During the 13th century, King Alfonso the Wise produced the first illustrated history of Spain. The rare book showed that just as art may serve as magic, nature’s mirror or man’s mirth, it is also a priceless visual testament to the past. Seeing history in art fascinates Photographer Bradley Smith, who spent two years in Spain taking pictures of more than 235 art works, from the 20,000 B.C. cave paintings of Altamira to the present-day works of Miró and Picasso.

This colorful calendar of events is an approach that Smith, 56, first attempted with a book on Japan. To get the best possible photographs for his present work,* he mounted flimsy scaffolds in Moorish mosques, prowled the chill cellars of El Escorial, and nestled in the niches of the Prado. One of the most fascinating chapters of the book depicts the 800-year-long confrontation of Moor and Christian (see color pages), a conflict that forged the Spanish spirit, united a nation and changed Spain’s art forever.

Chain Mail & Battle-Axes. What the book proves in pictures is that, while in the clash of two peoples both may lose, in the clash of two cultures both may gain. When 12,000 Arab troops landed at Gibraltar in A.D. 711, the invaders brought along with their scimitars a civilization that was far in advance of anything found in Europe during the Dark Ages. With the conquering Moslem armies came algebra, advances in medicine, chess, astronomy, paper instead of papyrus. Compared with heavy Romanesque, their architecture seemed to defy gravity, lifting lacy ceilings that appeared to float like airy tents above thin columns of jasper and porphyry, while within each courtyard water splashed from fountains, turning their Islamic buildings into cool cases in stone.

Source material>
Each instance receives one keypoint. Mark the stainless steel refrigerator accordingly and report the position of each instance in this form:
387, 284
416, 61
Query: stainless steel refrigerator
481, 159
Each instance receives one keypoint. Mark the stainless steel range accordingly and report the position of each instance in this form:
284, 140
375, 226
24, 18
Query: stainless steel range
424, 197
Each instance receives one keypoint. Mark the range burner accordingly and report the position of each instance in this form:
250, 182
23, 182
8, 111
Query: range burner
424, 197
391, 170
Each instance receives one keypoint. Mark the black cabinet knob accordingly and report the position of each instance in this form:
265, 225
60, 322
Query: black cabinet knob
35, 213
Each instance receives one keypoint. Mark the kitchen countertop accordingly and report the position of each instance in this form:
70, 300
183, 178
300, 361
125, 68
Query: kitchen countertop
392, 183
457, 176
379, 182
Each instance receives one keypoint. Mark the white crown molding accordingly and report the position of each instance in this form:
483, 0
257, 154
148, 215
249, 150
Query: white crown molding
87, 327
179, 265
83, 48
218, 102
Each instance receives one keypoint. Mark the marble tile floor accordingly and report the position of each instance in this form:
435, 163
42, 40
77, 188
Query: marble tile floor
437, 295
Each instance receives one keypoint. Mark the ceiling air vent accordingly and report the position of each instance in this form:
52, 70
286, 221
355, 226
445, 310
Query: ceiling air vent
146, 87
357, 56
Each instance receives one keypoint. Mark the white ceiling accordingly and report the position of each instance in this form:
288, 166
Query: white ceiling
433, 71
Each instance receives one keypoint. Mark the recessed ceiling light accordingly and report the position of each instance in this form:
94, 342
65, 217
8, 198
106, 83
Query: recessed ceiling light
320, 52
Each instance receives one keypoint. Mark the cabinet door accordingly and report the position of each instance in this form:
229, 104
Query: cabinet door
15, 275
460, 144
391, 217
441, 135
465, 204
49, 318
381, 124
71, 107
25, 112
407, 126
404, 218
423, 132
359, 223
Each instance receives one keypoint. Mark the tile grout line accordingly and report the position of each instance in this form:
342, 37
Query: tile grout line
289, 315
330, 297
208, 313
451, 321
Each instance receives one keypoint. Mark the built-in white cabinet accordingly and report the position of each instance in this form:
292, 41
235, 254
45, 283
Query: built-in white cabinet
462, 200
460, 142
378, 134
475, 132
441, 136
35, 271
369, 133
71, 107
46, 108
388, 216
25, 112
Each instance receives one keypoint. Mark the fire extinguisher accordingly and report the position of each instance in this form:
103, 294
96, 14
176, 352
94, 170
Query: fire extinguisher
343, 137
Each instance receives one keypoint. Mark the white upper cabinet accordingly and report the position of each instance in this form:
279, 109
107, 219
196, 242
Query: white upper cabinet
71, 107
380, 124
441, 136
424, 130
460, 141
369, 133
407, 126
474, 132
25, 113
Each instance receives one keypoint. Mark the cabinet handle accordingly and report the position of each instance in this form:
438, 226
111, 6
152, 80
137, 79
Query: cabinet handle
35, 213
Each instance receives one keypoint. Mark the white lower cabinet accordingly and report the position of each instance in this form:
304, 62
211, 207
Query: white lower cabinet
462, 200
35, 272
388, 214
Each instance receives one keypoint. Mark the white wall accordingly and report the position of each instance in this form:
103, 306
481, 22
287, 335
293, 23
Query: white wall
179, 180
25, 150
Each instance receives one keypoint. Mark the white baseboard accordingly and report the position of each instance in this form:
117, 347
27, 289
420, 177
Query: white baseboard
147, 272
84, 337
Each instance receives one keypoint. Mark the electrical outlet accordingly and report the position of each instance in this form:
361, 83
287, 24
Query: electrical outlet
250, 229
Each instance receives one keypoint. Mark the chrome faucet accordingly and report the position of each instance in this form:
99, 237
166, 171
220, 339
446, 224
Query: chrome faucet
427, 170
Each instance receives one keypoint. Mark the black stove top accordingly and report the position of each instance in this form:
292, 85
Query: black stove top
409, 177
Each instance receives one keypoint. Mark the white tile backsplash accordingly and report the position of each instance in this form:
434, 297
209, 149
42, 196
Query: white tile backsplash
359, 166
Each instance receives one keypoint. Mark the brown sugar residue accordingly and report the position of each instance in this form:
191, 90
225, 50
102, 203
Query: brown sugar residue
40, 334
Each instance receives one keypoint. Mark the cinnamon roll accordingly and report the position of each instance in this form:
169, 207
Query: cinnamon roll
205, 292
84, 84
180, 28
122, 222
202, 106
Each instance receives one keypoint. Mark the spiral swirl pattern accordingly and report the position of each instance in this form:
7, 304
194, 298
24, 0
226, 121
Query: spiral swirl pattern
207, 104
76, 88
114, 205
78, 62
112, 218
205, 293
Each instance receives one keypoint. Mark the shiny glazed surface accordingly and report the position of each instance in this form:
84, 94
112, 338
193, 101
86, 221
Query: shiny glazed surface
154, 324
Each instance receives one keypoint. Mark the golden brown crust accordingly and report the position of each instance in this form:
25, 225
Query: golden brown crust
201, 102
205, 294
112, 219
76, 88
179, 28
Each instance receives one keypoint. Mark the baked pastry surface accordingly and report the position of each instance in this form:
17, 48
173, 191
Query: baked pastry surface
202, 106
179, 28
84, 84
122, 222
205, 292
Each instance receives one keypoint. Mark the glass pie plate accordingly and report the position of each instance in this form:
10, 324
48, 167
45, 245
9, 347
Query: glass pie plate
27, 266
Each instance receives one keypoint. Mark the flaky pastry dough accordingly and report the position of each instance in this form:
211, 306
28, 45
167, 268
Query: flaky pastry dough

Your goal> Copy out the whole passage above on Bradley Smith's photographs of Spanish art, word for word.

Written response>
During the 13th century, King Alfonso the Wise produced the first illustrated history of Spain. The rare book showed that just as art may serve as magic, nature’s mirror or man’s mirth, it is also a priceless visual testament to the past. Seeing history in art fascinates Photographer Bradley Smith, who spent two years in Spain taking pictures of more than 235 art works, from the 20,000 B.C. cave paintings of Altamira to the present-day works of Miró and Picasso.

This colorful calendar of events is an approach that Smith, 56, first attempted with a book on Japan. To get the best possible photographs for his present work,* he mounted flimsy scaffolds in Moorish mosques, prowled the chill cellars of El Escorial, and nestled in the niches of the Prado. One of the most fascinating chapters of the book depicts the 800-year-long confrontation of Moor and Christian (see color pages), a conflict that forged the Spanish spirit, united a nation and changed Spain’s art forever.

Chain Mail & Battle-Axes. What the book proves in pictures is that, while in the clash of two peoples both may lose, in the clash of two cultures both may gain. When 12,000 Arab troops landed at Gibraltar in A.D. 711, the invaders brought along with their scimitars a civilization that was far in advance of anything found in Europe during the Dark Ages. With the conquering Moslem armies came algebra, advances in medicine, chess, astronomy, paper instead of papyrus. Compared with heavy Romanesque, their architecture seemed to defy gravity, lifting lacy ceilings that appeared to float like airy tents above thin columns of jasper and porphyry, while within each courtyard water splashed from fountains, turning their Islamic buildings into cool cases in stone.